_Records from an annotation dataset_
■ ■ ■

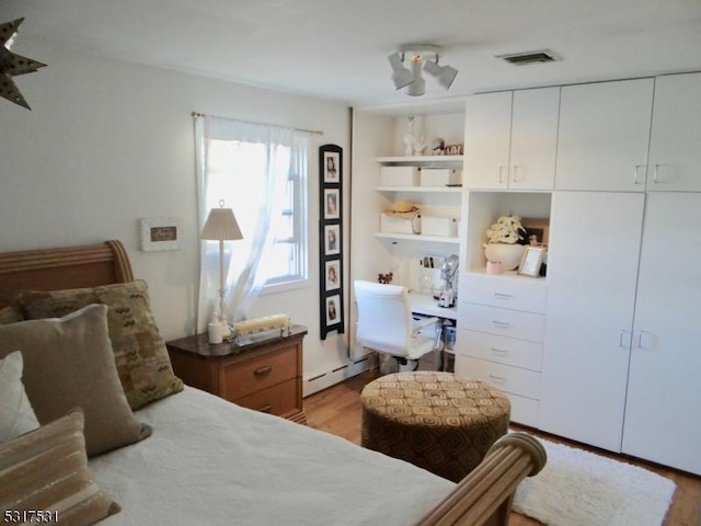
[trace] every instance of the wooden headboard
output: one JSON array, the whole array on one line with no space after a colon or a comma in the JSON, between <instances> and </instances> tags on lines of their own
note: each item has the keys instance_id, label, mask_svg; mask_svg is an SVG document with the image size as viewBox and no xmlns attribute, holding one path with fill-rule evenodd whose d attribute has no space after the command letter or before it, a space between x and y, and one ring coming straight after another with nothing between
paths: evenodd
<instances>
[{"instance_id":1,"label":"wooden headboard","mask_svg":"<svg viewBox=\"0 0 701 526\"><path fill-rule=\"evenodd\" d=\"M59 290L134 281L120 241L0 253L0 308L20 290Z\"/></svg>"}]
</instances>

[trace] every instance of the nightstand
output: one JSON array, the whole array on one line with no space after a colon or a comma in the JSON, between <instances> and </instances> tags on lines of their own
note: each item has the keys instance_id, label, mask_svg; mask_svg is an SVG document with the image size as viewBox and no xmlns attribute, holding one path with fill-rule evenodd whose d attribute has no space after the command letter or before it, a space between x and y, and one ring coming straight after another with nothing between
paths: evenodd
<instances>
[{"instance_id":1,"label":"nightstand","mask_svg":"<svg viewBox=\"0 0 701 526\"><path fill-rule=\"evenodd\" d=\"M307 328L289 335L238 345L210 344L207 334L168 342L173 371L186 385L244 408L304 424L302 340Z\"/></svg>"}]
</instances>

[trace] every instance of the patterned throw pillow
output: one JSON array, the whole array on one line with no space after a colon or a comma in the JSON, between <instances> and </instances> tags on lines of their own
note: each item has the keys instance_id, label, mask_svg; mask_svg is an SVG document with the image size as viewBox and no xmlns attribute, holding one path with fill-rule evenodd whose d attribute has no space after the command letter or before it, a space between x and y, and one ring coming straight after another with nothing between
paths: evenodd
<instances>
[{"instance_id":1,"label":"patterned throw pillow","mask_svg":"<svg viewBox=\"0 0 701 526\"><path fill-rule=\"evenodd\" d=\"M0 444L39 426L22 384L22 353L0 359Z\"/></svg>"},{"instance_id":2,"label":"patterned throw pillow","mask_svg":"<svg viewBox=\"0 0 701 526\"><path fill-rule=\"evenodd\" d=\"M0 325L0 358L22 351L22 384L41 424L81 408L89 456L141 441L141 424L117 376L107 307L89 305L64 318Z\"/></svg>"},{"instance_id":3,"label":"patterned throw pillow","mask_svg":"<svg viewBox=\"0 0 701 526\"><path fill-rule=\"evenodd\" d=\"M0 510L10 523L23 523L28 514L42 523L73 526L119 512L92 479L81 410L0 444Z\"/></svg>"},{"instance_id":4,"label":"patterned throw pillow","mask_svg":"<svg viewBox=\"0 0 701 526\"><path fill-rule=\"evenodd\" d=\"M18 321L22 320L24 320L24 317L22 316L22 311L16 305L10 305L0 309L0 325L16 323Z\"/></svg>"},{"instance_id":5,"label":"patterned throw pillow","mask_svg":"<svg viewBox=\"0 0 701 526\"><path fill-rule=\"evenodd\" d=\"M133 410L183 390L183 381L173 374L142 279L93 288L25 290L18 302L27 319L61 317L90 304L106 305L114 358Z\"/></svg>"}]
</instances>

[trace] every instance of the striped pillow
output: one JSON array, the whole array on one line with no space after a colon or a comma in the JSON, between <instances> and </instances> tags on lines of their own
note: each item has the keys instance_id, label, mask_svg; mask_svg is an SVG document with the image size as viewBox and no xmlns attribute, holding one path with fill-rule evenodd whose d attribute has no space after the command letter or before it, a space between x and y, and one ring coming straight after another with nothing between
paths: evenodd
<instances>
[{"instance_id":1,"label":"striped pillow","mask_svg":"<svg viewBox=\"0 0 701 526\"><path fill-rule=\"evenodd\" d=\"M92 479L82 410L0 445L0 510L13 522L42 511L53 523L73 526L94 524L120 510Z\"/></svg>"}]
</instances>

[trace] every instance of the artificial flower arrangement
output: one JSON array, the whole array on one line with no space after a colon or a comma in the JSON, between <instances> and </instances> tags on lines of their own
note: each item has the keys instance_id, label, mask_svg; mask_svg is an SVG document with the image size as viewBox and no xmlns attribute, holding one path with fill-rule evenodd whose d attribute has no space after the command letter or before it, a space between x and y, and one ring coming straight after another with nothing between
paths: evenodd
<instances>
[{"instance_id":1,"label":"artificial flower arrangement","mask_svg":"<svg viewBox=\"0 0 701 526\"><path fill-rule=\"evenodd\" d=\"M526 229L522 227L519 216L502 216L486 229L484 247L494 243L515 244L526 239L525 235Z\"/></svg>"}]
</instances>

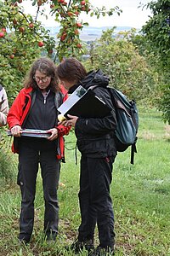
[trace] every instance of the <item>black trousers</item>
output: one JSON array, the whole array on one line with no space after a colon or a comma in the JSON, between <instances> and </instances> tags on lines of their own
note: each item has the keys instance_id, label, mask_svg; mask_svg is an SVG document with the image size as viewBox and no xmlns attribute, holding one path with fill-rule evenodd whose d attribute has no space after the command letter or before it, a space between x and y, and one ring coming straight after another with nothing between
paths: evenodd
<instances>
[{"instance_id":1,"label":"black trousers","mask_svg":"<svg viewBox=\"0 0 170 256\"><path fill-rule=\"evenodd\" d=\"M78 240L94 239L97 223L99 245L114 245L114 213L110 195L115 157L93 159L82 155L79 203L82 223Z\"/></svg>"},{"instance_id":2,"label":"black trousers","mask_svg":"<svg viewBox=\"0 0 170 256\"><path fill-rule=\"evenodd\" d=\"M21 191L20 239L29 241L34 224L34 200L37 176L40 163L45 202L44 232L57 235L59 204L57 189L60 163L54 145L40 140L23 140L20 145L18 184Z\"/></svg>"}]
</instances>

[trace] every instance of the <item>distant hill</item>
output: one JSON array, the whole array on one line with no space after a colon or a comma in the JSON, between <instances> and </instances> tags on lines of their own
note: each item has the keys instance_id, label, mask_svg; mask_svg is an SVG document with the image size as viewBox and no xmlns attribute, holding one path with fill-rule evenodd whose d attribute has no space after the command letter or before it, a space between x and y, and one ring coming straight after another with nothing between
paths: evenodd
<instances>
[{"instance_id":1,"label":"distant hill","mask_svg":"<svg viewBox=\"0 0 170 256\"><path fill-rule=\"evenodd\" d=\"M82 31L80 33L80 38L82 41L94 41L95 39L99 39L102 34L103 31L107 29L110 29L112 26L84 26ZM59 26L46 26L46 29L50 31L51 37L56 38L56 34L60 31ZM117 26L115 29L116 32L119 32L122 31L128 31L131 30L131 26Z\"/></svg>"}]
</instances>

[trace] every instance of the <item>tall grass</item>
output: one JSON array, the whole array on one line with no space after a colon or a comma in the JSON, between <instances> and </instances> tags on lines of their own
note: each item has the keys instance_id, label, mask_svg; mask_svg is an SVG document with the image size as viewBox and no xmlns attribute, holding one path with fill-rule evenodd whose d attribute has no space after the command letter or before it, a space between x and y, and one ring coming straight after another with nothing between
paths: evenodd
<instances>
[{"instance_id":1,"label":"tall grass","mask_svg":"<svg viewBox=\"0 0 170 256\"><path fill-rule=\"evenodd\" d=\"M116 255L170 255L169 126L155 109L139 109L138 153L130 165L130 148L119 153L113 169L110 193L116 224ZM74 148L75 137L65 137ZM71 143L73 142L73 143ZM80 154L78 154L78 160ZM20 247L17 241L20 195L14 184L3 183L0 191L0 255L73 255L65 246L76 237L80 224L77 193L79 163L75 151L66 150L59 187L60 234L54 245L43 240L43 198L38 177L35 201L35 227L31 242ZM16 172L15 172L16 173ZM95 244L99 242L97 230ZM82 252L82 255L87 255Z\"/></svg>"}]
</instances>

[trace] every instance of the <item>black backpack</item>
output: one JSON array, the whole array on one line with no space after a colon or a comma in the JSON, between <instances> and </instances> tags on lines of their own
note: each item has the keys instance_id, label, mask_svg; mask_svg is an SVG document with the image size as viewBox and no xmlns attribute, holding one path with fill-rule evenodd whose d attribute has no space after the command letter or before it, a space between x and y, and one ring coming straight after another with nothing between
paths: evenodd
<instances>
[{"instance_id":1,"label":"black backpack","mask_svg":"<svg viewBox=\"0 0 170 256\"><path fill-rule=\"evenodd\" d=\"M117 151L123 152L131 146L131 164L133 165L134 153L137 153L137 132L139 129L139 113L134 101L115 88L107 87L116 109L117 127L115 131Z\"/></svg>"}]
</instances>

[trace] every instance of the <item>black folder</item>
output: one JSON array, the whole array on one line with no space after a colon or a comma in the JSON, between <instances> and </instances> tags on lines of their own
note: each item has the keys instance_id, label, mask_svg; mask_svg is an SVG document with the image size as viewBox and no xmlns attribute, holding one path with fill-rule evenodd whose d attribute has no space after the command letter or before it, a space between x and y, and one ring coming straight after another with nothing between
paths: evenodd
<instances>
[{"instance_id":1,"label":"black folder","mask_svg":"<svg viewBox=\"0 0 170 256\"><path fill-rule=\"evenodd\" d=\"M85 90L80 85L58 110L67 119L67 114L82 118L103 118L109 114L110 108L92 90Z\"/></svg>"}]
</instances>

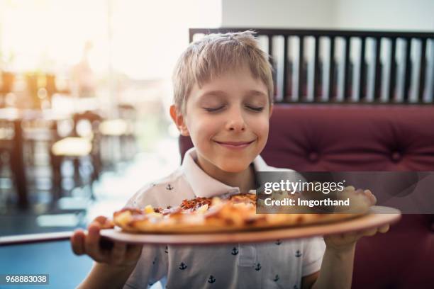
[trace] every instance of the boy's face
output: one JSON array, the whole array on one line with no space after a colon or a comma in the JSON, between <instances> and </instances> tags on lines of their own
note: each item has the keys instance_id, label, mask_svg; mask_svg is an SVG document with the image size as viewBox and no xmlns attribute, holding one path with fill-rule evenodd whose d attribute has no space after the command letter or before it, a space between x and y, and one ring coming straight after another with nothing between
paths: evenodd
<instances>
[{"instance_id":1,"label":"boy's face","mask_svg":"<svg viewBox=\"0 0 434 289\"><path fill-rule=\"evenodd\" d=\"M195 85L177 123L191 137L205 171L236 173L264 149L270 115L267 86L244 67Z\"/></svg>"}]
</instances>

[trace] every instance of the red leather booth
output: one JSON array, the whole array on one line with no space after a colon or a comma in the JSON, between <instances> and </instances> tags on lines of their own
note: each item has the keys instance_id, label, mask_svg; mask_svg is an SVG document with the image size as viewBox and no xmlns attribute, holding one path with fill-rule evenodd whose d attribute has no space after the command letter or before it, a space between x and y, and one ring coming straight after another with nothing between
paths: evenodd
<instances>
[{"instance_id":1,"label":"red leather booth","mask_svg":"<svg viewBox=\"0 0 434 289\"><path fill-rule=\"evenodd\" d=\"M300 171L434 171L433 106L274 106L261 154L272 166ZM192 146L184 137L179 144L182 156ZM404 215L387 234L362 238L352 287L433 288L434 215Z\"/></svg>"}]
</instances>

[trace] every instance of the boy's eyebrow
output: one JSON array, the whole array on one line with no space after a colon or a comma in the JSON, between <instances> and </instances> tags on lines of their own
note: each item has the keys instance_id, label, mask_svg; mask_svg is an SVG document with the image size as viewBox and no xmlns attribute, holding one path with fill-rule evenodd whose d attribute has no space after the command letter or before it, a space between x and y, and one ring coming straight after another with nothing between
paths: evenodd
<instances>
[{"instance_id":1,"label":"boy's eyebrow","mask_svg":"<svg viewBox=\"0 0 434 289\"><path fill-rule=\"evenodd\" d=\"M252 90L247 91L246 95L253 96L264 96L266 98L268 97L266 94L264 94L262 91L260 91L256 89L252 89Z\"/></svg>"},{"instance_id":2,"label":"boy's eyebrow","mask_svg":"<svg viewBox=\"0 0 434 289\"><path fill-rule=\"evenodd\" d=\"M203 94L201 94L200 97L204 98L204 97L207 97L207 96L226 96L228 94L226 94L223 91L216 90L216 91L206 91ZM268 97L266 94L263 93L262 91L256 90L256 89L251 89L251 90L247 91L245 92L245 95L252 96L264 96L265 98Z\"/></svg>"},{"instance_id":3,"label":"boy's eyebrow","mask_svg":"<svg viewBox=\"0 0 434 289\"><path fill-rule=\"evenodd\" d=\"M226 96L227 94L223 91L216 90L216 91L206 91L200 96L201 98L204 98L207 96Z\"/></svg>"}]
</instances>

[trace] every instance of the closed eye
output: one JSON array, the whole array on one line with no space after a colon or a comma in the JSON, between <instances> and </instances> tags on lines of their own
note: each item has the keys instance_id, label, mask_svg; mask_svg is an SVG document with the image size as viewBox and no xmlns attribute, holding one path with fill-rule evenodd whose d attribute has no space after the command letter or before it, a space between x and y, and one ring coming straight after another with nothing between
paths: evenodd
<instances>
[{"instance_id":1,"label":"closed eye","mask_svg":"<svg viewBox=\"0 0 434 289\"><path fill-rule=\"evenodd\" d=\"M208 111L208 113L213 113L215 111L218 111L222 108L223 108L225 106L219 106L218 108L203 108L205 110Z\"/></svg>"},{"instance_id":2,"label":"closed eye","mask_svg":"<svg viewBox=\"0 0 434 289\"><path fill-rule=\"evenodd\" d=\"M264 107L263 106L247 106L247 108L249 108L249 109L251 109L252 110L255 110L255 111L262 111L262 110L264 110Z\"/></svg>"}]
</instances>

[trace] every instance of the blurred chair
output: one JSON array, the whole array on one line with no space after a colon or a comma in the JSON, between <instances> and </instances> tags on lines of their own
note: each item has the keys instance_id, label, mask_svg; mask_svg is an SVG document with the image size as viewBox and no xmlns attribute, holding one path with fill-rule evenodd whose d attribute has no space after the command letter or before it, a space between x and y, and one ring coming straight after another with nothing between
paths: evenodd
<instances>
[{"instance_id":1,"label":"blurred chair","mask_svg":"<svg viewBox=\"0 0 434 289\"><path fill-rule=\"evenodd\" d=\"M0 120L0 203L6 203L8 191L4 190L6 183L13 183L11 159L13 148L13 123Z\"/></svg>"},{"instance_id":2,"label":"blurred chair","mask_svg":"<svg viewBox=\"0 0 434 289\"><path fill-rule=\"evenodd\" d=\"M55 142L51 147L51 160L55 198L62 195L62 171L65 161L72 161L74 166L74 186L85 185L89 179L91 197L94 198L92 184L97 180L101 169L100 157L101 137L99 130L102 118L93 111L85 111L74 115L74 128L66 137ZM89 173L85 176L86 168Z\"/></svg>"},{"instance_id":3,"label":"blurred chair","mask_svg":"<svg viewBox=\"0 0 434 289\"><path fill-rule=\"evenodd\" d=\"M131 161L137 153L135 126L137 111L130 104L118 106L118 118L106 120L99 125L104 139L105 167L113 168L118 161Z\"/></svg>"},{"instance_id":4,"label":"blurred chair","mask_svg":"<svg viewBox=\"0 0 434 289\"><path fill-rule=\"evenodd\" d=\"M12 91L15 81L15 74L11 72L1 72L0 79L0 108L6 106L6 96Z\"/></svg>"}]
</instances>

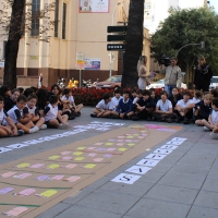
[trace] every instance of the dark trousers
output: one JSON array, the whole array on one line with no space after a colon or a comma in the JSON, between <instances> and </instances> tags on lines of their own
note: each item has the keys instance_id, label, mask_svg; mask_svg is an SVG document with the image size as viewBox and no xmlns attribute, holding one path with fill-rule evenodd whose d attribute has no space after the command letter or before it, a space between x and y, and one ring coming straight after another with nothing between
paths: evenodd
<instances>
[{"instance_id":1,"label":"dark trousers","mask_svg":"<svg viewBox=\"0 0 218 218\"><path fill-rule=\"evenodd\" d=\"M177 119L177 114L175 114L175 113L161 114L161 113L158 113L158 112L153 112L153 117L154 117L156 120Z\"/></svg>"}]
</instances>

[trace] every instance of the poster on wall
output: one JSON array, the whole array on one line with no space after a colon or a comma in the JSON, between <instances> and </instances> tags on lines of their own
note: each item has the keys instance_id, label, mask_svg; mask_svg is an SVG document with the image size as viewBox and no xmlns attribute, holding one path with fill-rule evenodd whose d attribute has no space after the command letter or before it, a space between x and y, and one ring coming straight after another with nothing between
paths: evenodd
<instances>
[{"instance_id":1,"label":"poster on wall","mask_svg":"<svg viewBox=\"0 0 218 218\"><path fill-rule=\"evenodd\" d=\"M80 13L108 13L109 0L78 0Z\"/></svg>"},{"instance_id":2,"label":"poster on wall","mask_svg":"<svg viewBox=\"0 0 218 218\"><path fill-rule=\"evenodd\" d=\"M85 70L100 70L100 59L99 58L86 58L85 59Z\"/></svg>"}]
</instances>

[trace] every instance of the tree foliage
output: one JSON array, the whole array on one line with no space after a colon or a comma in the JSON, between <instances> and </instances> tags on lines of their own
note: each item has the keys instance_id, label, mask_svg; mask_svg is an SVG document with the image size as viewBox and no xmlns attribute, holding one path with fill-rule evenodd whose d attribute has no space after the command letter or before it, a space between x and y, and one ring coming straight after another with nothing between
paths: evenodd
<instances>
[{"instance_id":1,"label":"tree foliage","mask_svg":"<svg viewBox=\"0 0 218 218\"><path fill-rule=\"evenodd\" d=\"M211 65L214 74L218 74L218 15L207 8L170 9L169 13L168 19L160 23L152 37L155 59L158 60L164 53L173 57L184 45L205 41L204 50L201 50L201 46L184 47L178 53L179 65L183 71L187 71L187 65L193 69L197 57L203 55ZM189 82L192 77L191 75Z\"/></svg>"},{"instance_id":2,"label":"tree foliage","mask_svg":"<svg viewBox=\"0 0 218 218\"><path fill-rule=\"evenodd\" d=\"M136 66L143 50L144 1L130 1L122 87L135 87L137 85L138 75Z\"/></svg>"},{"instance_id":3,"label":"tree foliage","mask_svg":"<svg viewBox=\"0 0 218 218\"><path fill-rule=\"evenodd\" d=\"M25 34L31 35L32 22L39 20L38 40L48 43L49 31L55 21L50 13L55 3L46 3L43 10L33 11L32 3L25 0L3 0L3 10L0 10L1 36L7 38L3 84L11 88L16 87L16 59L20 40Z\"/></svg>"}]
</instances>

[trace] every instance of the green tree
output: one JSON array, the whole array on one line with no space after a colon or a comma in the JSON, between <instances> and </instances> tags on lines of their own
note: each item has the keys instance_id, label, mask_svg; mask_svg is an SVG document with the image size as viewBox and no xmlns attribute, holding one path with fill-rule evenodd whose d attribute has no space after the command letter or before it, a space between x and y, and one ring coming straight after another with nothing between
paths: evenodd
<instances>
[{"instance_id":1,"label":"green tree","mask_svg":"<svg viewBox=\"0 0 218 218\"><path fill-rule=\"evenodd\" d=\"M126 32L126 49L123 53L122 88L137 85L137 61L143 50L144 1L131 0Z\"/></svg>"},{"instance_id":2,"label":"green tree","mask_svg":"<svg viewBox=\"0 0 218 218\"><path fill-rule=\"evenodd\" d=\"M178 64L186 72L187 83L193 82L193 71L199 55L206 58L214 74L218 74L218 15L215 11L207 8L170 9L169 13L152 37L152 53L156 61L164 53L175 56L184 45L205 41L205 49L201 49L201 46L184 47L178 53Z\"/></svg>"},{"instance_id":3,"label":"green tree","mask_svg":"<svg viewBox=\"0 0 218 218\"><path fill-rule=\"evenodd\" d=\"M32 3L25 0L4 0L3 10L0 11L0 28L7 37L5 60L3 84L10 88L16 87L16 59L21 38L25 33L31 34L32 22L36 20L38 26L38 39L49 41L49 31L52 29L55 21L50 19L50 12L55 10L56 4L44 5L44 10L32 10Z\"/></svg>"}]
</instances>

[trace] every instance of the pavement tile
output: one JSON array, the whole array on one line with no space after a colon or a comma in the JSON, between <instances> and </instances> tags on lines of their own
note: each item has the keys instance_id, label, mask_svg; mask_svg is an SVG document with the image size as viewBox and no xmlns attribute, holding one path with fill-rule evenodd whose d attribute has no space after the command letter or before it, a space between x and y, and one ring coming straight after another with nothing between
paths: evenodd
<instances>
[{"instance_id":1,"label":"pavement tile","mask_svg":"<svg viewBox=\"0 0 218 218\"><path fill-rule=\"evenodd\" d=\"M134 218L185 218L190 207L184 204L142 198L126 215Z\"/></svg>"},{"instance_id":2,"label":"pavement tile","mask_svg":"<svg viewBox=\"0 0 218 218\"><path fill-rule=\"evenodd\" d=\"M218 193L199 191L194 205L218 209Z\"/></svg>"},{"instance_id":3,"label":"pavement tile","mask_svg":"<svg viewBox=\"0 0 218 218\"><path fill-rule=\"evenodd\" d=\"M218 209L193 206L187 218L217 218Z\"/></svg>"},{"instance_id":4,"label":"pavement tile","mask_svg":"<svg viewBox=\"0 0 218 218\"><path fill-rule=\"evenodd\" d=\"M218 192L218 180L206 179L202 187L203 191Z\"/></svg>"},{"instance_id":5,"label":"pavement tile","mask_svg":"<svg viewBox=\"0 0 218 218\"><path fill-rule=\"evenodd\" d=\"M99 187L99 190L142 197L153 185L153 183L145 183L138 181L136 181L131 186L130 184L124 183L108 182L107 184Z\"/></svg>"},{"instance_id":6,"label":"pavement tile","mask_svg":"<svg viewBox=\"0 0 218 218\"><path fill-rule=\"evenodd\" d=\"M99 209L92 209L83 206L72 206L56 216L56 218L121 218L121 215L101 211Z\"/></svg>"},{"instance_id":7,"label":"pavement tile","mask_svg":"<svg viewBox=\"0 0 218 218\"><path fill-rule=\"evenodd\" d=\"M119 193L96 191L83 198L77 206L84 206L102 211L123 215L125 214L140 198L136 196L124 195Z\"/></svg>"},{"instance_id":8,"label":"pavement tile","mask_svg":"<svg viewBox=\"0 0 218 218\"><path fill-rule=\"evenodd\" d=\"M164 172L156 172L153 169L149 170L146 174L140 178L138 182L148 182L148 183L157 183L160 178L164 175Z\"/></svg>"},{"instance_id":9,"label":"pavement tile","mask_svg":"<svg viewBox=\"0 0 218 218\"><path fill-rule=\"evenodd\" d=\"M160 199L179 204L192 204L197 195L197 190L155 185L145 195L146 198Z\"/></svg>"},{"instance_id":10,"label":"pavement tile","mask_svg":"<svg viewBox=\"0 0 218 218\"><path fill-rule=\"evenodd\" d=\"M48 218L48 217L55 217L59 215L60 213L68 209L71 205L64 204L64 203L59 203L58 205L51 207L50 209L46 210L45 213L40 214L36 218Z\"/></svg>"},{"instance_id":11,"label":"pavement tile","mask_svg":"<svg viewBox=\"0 0 218 218\"><path fill-rule=\"evenodd\" d=\"M168 172L158 181L158 184L199 190L204 183L204 180L205 175L195 177L192 174Z\"/></svg>"},{"instance_id":12,"label":"pavement tile","mask_svg":"<svg viewBox=\"0 0 218 218\"><path fill-rule=\"evenodd\" d=\"M206 177L209 170L207 168L201 167L192 167L192 166L183 166L183 165L174 165L169 173L179 173L179 174L191 174L198 177Z\"/></svg>"}]
</instances>

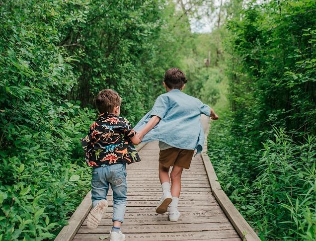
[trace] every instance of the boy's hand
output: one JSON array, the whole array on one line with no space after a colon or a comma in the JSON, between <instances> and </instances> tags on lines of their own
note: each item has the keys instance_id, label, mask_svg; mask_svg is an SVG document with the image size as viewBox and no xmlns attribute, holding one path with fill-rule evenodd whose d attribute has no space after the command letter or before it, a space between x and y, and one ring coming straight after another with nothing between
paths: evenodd
<instances>
[{"instance_id":1,"label":"boy's hand","mask_svg":"<svg viewBox=\"0 0 316 241\"><path fill-rule=\"evenodd\" d=\"M210 117L211 117L211 119L212 120L218 120L219 118L218 115L216 114L213 109L211 109L211 115Z\"/></svg>"},{"instance_id":2,"label":"boy's hand","mask_svg":"<svg viewBox=\"0 0 316 241\"><path fill-rule=\"evenodd\" d=\"M212 120L218 120L218 115L216 114L214 114L214 116L211 116L211 119Z\"/></svg>"},{"instance_id":3,"label":"boy's hand","mask_svg":"<svg viewBox=\"0 0 316 241\"><path fill-rule=\"evenodd\" d=\"M144 137L144 135L143 134L143 133L142 132L137 132L136 133L136 136L137 136L137 137L139 139L140 143L141 142L142 142L142 140L143 140L143 137Z\"/></svg>"}]
</instances>

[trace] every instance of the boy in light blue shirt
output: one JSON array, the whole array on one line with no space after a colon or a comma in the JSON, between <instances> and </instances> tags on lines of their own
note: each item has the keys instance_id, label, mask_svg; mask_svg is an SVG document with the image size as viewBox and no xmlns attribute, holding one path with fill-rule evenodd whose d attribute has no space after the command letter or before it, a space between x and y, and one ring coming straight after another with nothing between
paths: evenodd
<instances>
[{"instance_id":1,"label":"boy in light blue shirt","mask_svg":"<svg viewBox=\"0 0 316 241\"><path fill-rule=\"evenodd\" d=\"M208 105L181 91L186 82L182 71L176 68L168 70L163 80L167 92L157 98L152 110L134 128L143 142L159 140L159 178L162 196L156 212L168 211L170 221L177 221L180 216L177 206L182 170L190 167L194 150L200 153L204 142L201 114L218 119Z\"/></svg>"}]
</instances>

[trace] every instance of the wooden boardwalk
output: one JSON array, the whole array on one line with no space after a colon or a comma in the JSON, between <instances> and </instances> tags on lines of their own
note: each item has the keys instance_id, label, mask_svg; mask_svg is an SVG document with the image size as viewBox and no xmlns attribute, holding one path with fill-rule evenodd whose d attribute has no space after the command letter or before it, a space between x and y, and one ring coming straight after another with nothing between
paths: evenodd
<instances>
[{"instance_id":1,"label":"wooden boardwalk","mask_svg":"<svg viewBox=\"0 0 316 241\"><path fill-rule=\"evenodd\" d=\"M127 167L128 201L121 228L127 241L231 241L242 240L240 237L260 240L220 188L205 154L197 155L190 169L183 171L179 220L171 222L166 213L157 214L155 208L161 195L158 142L145 145L139 154L142 161ZM55 240L100 241L100 236L108 237L112 227L112 192L108 196L107 212L100 225L93 230L87 228L86 220L91 207L90 197L89 193L71 218L69 225Z\"/></svg>"}]
</instances>

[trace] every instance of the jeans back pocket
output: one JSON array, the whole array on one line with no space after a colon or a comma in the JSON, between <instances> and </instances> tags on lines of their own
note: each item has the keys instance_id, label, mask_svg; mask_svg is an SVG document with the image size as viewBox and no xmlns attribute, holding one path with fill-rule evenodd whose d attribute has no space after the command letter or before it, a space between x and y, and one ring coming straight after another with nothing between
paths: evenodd
<instances>
[{"instance_id":1,"label":"jeans back pocket","mask_svg":"<svg viewBox=\"0 0 316 241\"><path fill-rule=\"evenodd\" d=\"M101 187L102 186L102 182L100 179L100 176L98 171L92 171L92 180L91 181L91 185L92 187Z\"/></svg>"},{"instance_id":2,"label":"jeans back pocket","mask_svg":"<svg viewBox=\"0 0 316 241\"><path fill-rule=\"evenodd\" d=\"M114 185L119 186L125 180L125 170L124 168L120 168L117 170L111 171L112 183Z\"/></svg>"}]
</instances>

■ ■ ■

_WHAT YOU SHOULD DO_
Nothing but the lines from the one with "[trace] every instance of the jeans" through the end of the data above should be repeated, each exactly as it stands.

_ANSWER FOR THIS EXERCISE_
[trace] every instance of the jeans back pocket
output: one JSON array, the whole array on one line with no space after a colon or a comma in the JSON, between <instances> and </instances> tags on lines of their own
note: each item has the keys instance_id, label, mask_svg; mask_svg is an SVG document with the image size as viewBox and no xmlns attribute, holding one path with fill-rule evenodd whose d attribute has no space after the command letter or before it, a space between x and y, and one ring coming straight after another with nothing between
paths: evenodd
<instances>
[{"instance_id":1,"label":"jeans back pocket","mask_svg":"<svg viewBox=\"0 0 316 241\"><path fill-rule=\"evenodd\" d=\"M101 187L102 186L102 182L100 179L100 176L98 171L92 171L92 180L91 181L91 185L92 187Z\"/></svg>"},{"instance_id":2,"label":"jeans back pocket","mask_svg":"<svg viewBox=\"0 0 316 241\"><path fill-rule=\"evenodd\" d=\"M114 185L119 186L125 180L125 170L124 168L120 168L117 170L111 171L112 183Z\"/></svg>"}]
</instances>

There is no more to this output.